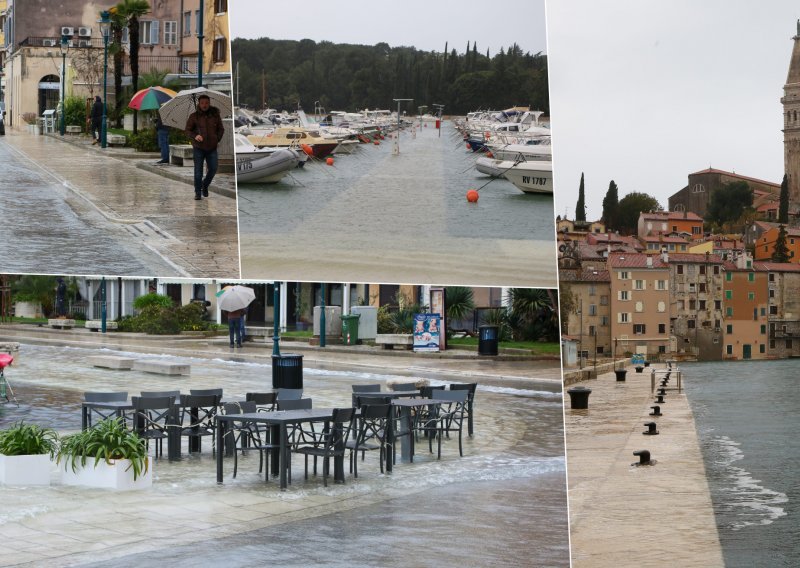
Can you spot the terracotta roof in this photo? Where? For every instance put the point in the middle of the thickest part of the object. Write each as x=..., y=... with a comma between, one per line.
x=778, y=266
x=670, y=215
x=691, y=257
x=731, y=174
x=635, y=260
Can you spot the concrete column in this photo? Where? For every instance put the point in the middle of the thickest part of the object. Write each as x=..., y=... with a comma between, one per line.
x=284, y=301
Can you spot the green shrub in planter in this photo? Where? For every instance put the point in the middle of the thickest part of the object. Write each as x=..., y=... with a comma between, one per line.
x=108, y=440
x=28, y=440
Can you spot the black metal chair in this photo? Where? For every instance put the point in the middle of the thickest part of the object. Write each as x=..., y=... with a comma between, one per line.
x=247, y=437
x=289, y=394
x=200, y=410
x=103, y=413
x=153, y=418
x=371, y=434
x=333, y=442
x=470, y=388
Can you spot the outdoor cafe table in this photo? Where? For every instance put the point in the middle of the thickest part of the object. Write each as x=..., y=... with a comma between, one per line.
x=278, y=420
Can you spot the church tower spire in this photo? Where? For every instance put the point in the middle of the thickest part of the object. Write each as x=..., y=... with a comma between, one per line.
x=791, y=121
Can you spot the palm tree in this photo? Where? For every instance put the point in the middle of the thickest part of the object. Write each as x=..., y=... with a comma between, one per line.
x=131, y=11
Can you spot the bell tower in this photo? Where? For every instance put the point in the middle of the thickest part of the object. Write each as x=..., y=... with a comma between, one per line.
x=791, y=122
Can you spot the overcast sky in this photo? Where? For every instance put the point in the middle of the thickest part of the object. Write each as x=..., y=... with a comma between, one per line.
x=645, y=92
x=423, y=24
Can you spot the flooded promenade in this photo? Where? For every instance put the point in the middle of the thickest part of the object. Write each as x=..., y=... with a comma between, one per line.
x=73, y=208
x=625, y=515
x=383, y=216
x=503, y=503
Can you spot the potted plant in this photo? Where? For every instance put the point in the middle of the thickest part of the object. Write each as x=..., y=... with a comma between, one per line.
x=26, y=452
x=107, y=455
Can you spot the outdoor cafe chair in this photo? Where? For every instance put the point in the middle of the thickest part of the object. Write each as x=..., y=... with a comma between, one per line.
x=333, y=442
x=470, y=388
x=450, y=415
x=371, y=434
x=200, y=410
x=152, y=419
x=247, y=437
x=289, y=394
x=103, y=413
x=265, y=401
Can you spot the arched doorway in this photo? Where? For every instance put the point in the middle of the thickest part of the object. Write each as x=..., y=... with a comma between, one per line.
x=49, y=92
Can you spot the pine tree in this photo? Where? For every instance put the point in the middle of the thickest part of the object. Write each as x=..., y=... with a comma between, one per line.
x=610, y=206
x=580, y=207
x=781, y=252
x=783, y=208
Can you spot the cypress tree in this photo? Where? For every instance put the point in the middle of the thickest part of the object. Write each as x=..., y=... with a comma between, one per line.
x=781, y=252
x=610, y=206
x=580, y=207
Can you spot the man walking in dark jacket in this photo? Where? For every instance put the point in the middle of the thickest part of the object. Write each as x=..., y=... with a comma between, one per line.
x=204, y=128
x=97, y=119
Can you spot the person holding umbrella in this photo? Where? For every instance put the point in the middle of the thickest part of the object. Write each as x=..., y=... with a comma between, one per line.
x=234, y=300
x=205, y=130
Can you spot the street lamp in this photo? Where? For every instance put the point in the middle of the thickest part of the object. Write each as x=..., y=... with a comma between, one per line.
x=105, y=29
x=64, y=48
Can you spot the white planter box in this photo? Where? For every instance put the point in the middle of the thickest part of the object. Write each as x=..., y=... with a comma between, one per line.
x=25, y=470
x=107, y=476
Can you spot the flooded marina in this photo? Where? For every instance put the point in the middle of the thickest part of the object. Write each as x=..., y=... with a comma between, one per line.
x=504, y=502
x=747, y=421
x=384, y=216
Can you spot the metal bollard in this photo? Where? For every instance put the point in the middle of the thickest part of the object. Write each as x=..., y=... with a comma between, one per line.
x=651, y=429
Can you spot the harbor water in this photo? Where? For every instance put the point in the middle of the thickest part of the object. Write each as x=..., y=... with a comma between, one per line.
x=747, y=420
x=381, y=216
x=502, y=503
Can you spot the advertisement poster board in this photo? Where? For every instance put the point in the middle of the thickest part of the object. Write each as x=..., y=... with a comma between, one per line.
x=427, y=329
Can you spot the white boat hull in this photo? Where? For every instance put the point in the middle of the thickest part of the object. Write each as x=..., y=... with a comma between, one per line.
x=532, y=177
x=259, y=168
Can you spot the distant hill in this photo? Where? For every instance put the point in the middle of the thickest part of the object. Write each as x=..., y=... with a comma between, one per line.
x=352, y=77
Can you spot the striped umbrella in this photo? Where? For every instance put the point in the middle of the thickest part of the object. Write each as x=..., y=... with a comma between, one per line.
x=151, y=98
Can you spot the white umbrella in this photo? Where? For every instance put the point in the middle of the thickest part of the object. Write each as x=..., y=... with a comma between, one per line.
x=232, y=298
x=176, y=112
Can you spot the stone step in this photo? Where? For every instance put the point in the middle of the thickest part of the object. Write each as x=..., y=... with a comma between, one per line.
x=111, y=362
x=160, y=367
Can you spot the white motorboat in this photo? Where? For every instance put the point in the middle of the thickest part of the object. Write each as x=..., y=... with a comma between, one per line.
x=254, y=165
x=531, y=177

■ What to do ■
Output the material word for word, omitting its pictures.

■ Answer for the task ■
Can you spot the terracotta roof in this photo? Where? For every instance put the point in the middle of the thickest part of the object. Write each as x=..., y=... with a comma between, one per line.
x=778, y=266
x=670, y=215
x=691, y=257
x=731, y=174
x=635, y=260
Can you spot the concrete column in this photo? Where? For every instance put the point in the middle of the thickest part of the object. Write each as x=..., y=... with a comma between, one per line.
x=284, y=301
Can you spot the green shrub in planter in this photo? Where? For every instance put the point in the middle of the thickest part of the object. Write each as x=..., y=... with a comma between, one per line.
x=108, y=440
x=28, y=440
Can you spot the black metal chair in this photo? Where? For every instance put the point in the middle of the thickest part of the object. Write each as x=..., y=... with a comma between, one per line.
x=247, y=437
x=289, y=394
x=200, y=410
x=103, y=413
x=153, y=418
x=371, y=434
x=333, y=442
x=470, y=388
Can you spot the outdoor cafe table in this photo? Where? For every instance put the point in the middle of the thickest part of the object. Write each as x=..., y=... with a comma between, one per line.
x=278, y=420
Can you spot the church tower spire in this photo? Where? For every instance put the point in the middle of the thickest part of the object. Write each as x=..., y=... with a comma between, one per line.
x=791, y=121
Can you spot the palm tree in this photo? Where? For every instance put the point in the middle of the thickest part of the object. Write each as x=..., y=... with a comma between, one per line.
x=131, y=11
Can you spot the bell tower in this photo? Where? For every instance put the point in the middle of the thickest part of the object. Write each as x=..., y=... with a comma between, one per line.
x=791, y=122
Can you spot the overcast sky in this photo? Where? For every instance put the point in the middle of the thickest part of the object. Write each as x=..., y=... with a comma between, one per line.
x=645, y=92
x=423, y=24
Can you spot the flooded promenade in this photo? Where? For every instance put the point in the middle of the thickest part of the object. Write each as x=..., y=... with a comma between, one per line.
x=73, y=208
x=625, y=515
x=383, y=216
x=503, y=503
Can you spot the potted plant in this photo? Where? For every instance put the point in the middle of the thickest part of the object. Write each as x=..., y=... with a comma between, one per line.
x=26, y=452
x=107, y=455
Can you spot the outdoor cafe chair in this photo? Where? For every instance put the point in the middle of the thickest part of the object. Write each as x=..., y=... with a comma between, one per line.
x=333, y=442
x=470, y=388
x=450, y=415
x=371, y=434
x=200, y=410
x=152, y=419
x=247, y=437
x=289, y=394
x=103, y=413
x=265, y=401
Can you spot the arched doorway in this photo? Where? For every instance put the point in the middle of the thickest part of the object. Write each as x=..., y=... with a comma between, one per line.
x=49, y=92
Can you spot the pine tree in this photo? Where? For every instance put the point in the middle of the thickest part of the object. Write each as x=..., y=... with a comma between, one per line.
x=610, y=206
x=580, y=207
x=781, y=252
x=783, y=208
Can you spot the cypress tree in this photo? Where? For every instance put the point in the middle of the thickest part of the object. Write each as x=..., y=... with a comma between, one per line.
x=781, y=252
x=610, y=206
x=580, y=207
Can you spot the man walking in dark jacket in this photo? Where? For every instance put the point in the middle of the thickest part of the object. Write each as x=..., y=... with a comma between, one per line.
x=204, y=128
x=97, y=119
Can you spot the person holding umbrella in this photo? Where? For every instance put the point in the middle of the thickest part of the object. Write each as x=..., y=... with a comma between, one per line.
x=234, y=300
x=205, y=130
Can you spot the street lamp in this photo? Where? For every instance put the point in the middle of the thickest part of the object. Write each as x=..., y=... with a comma between, one per line.
x=105, y=29
x=64, y=48
Can you spot the white planter box in this photo? Where? For every instance put the point in the middle of the thickest part of the object. Write each as x=..., y=... with a comma between, one per line.
x=25, y=470
x=107, y=476
Can you spot the flooded marina in this photo? Where? For every instance put the point in the middle of the thickest part of the object. Write each as x=..., y=... with a comma between, one per line.
x=504, y=502
x=747, y=421
x=384, y=216
Can you spot the metal bollard in this photo? Where? For every instance put the point in the middle of the thickest part of the object. Write each as x=..., y=... with a comma between, one per line.
x=651, y=429
Can you spot the harbor water in this photo? Where? For every instance put the point in the middle of the thickest part of the object. Write each as x=..., y=... with a comma between, one per line.
x=747, y=420
x=381, y=216
x=502, y=503
Can you spot the advertisement poster board in this photo? Where? For every instance put the point in the middle of the thickest part of the object. Write each as x=..., y=... with a comma between, one per line.
x=427, y=329
Can you spot the white boat hull in this photo? Where? For every instance put the point in the middle of the thickest part of the object. Write each as x=..., y=... with a comma between, one per line.
x=532, y=177
x=259, y=168
Can you spot the distant hill in this photo? Where? For every instance put the point in the middle of the thickest part of the object. Write each as x=..., y=... with a comma between, one per line.
x=352, y=77
Can you spot the striped umbrella in this photo? Where? For every instance put the point in the middle of the thickest part of the object. Write each as x=..., y=... with a comma between, one per line.
x=151, y=98
Can you spot the white umbrella in this photo? Where? For every instance put the point in the middle of the thickest part of the object. Write each as x=..., y=... with a comma between, one per line.
x=232, y=298
x=176, y=112
Can you spot the stone step in this photo? Where? For every instance put the point in the middle of the thickest part of the object. Write each as x=..., y=... with a comma between, one per line.
x=111, y=362
x=160, y=367
Can you spot the white motorboat in this photo? Where? For every instance put the point in the middle of the thickest part of the object. Write each as x=..., y=... with a comma between, one per line.
x=254, y=165
x=531, y=177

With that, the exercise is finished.